[Point labeling dataset excerpts]:
- - - - -
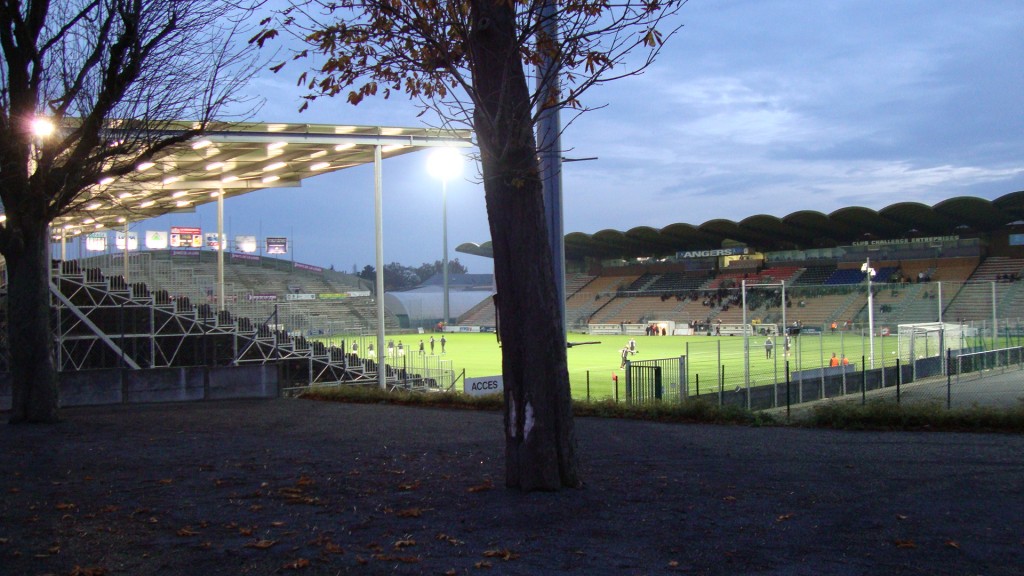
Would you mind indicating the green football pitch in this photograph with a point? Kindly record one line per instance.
(712, 361)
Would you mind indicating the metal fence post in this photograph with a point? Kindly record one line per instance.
(899, 380)
(949, 379)
(863, 381)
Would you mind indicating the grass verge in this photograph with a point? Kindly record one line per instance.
(916, 416)
(662, 412)
(839, 415)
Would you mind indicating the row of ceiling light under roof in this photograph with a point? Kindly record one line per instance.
(179, 197)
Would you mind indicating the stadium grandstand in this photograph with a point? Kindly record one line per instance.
(957, 261)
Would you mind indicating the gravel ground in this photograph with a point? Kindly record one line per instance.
(292, 486)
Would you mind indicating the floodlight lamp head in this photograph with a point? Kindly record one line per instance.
(41, 127)
(444, 163)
- - - - -
[The task]: Please transcribe the material above exactly as written. Leave the pictures out.

[Task answer]:
Would you mind indicating the green football pitch in this photograph with a point? Kindly record one line per instance.
(712, 361)
Would you mind indicating the metal fence post in this photograph with a point? Kindly record one line per instance.
(899, 380)
(949, 379)
(863, 381)
Would you mind indicating the grass verge in this photograph with a point? Kindly record one line per instance.
(916, 416)
(662, 412)
(839, 415)
Would you mind indicating the row of ceiling light under roof in this photograph with a point? Kindly record one line per instance.
(179, 197)
Would you mind indicating the stadium grandstand in this photograph with a point? Kindly record one line per instance.
(957, 261)
Would you mind indicating the gravel ground in this photograph with a point? Kindly record one line per instance.
(292, 486)
Would you mind indicating the floodlight lamp head in this photograph with a point? Kindly record one line per instance.
(41, 127)
(444, 163)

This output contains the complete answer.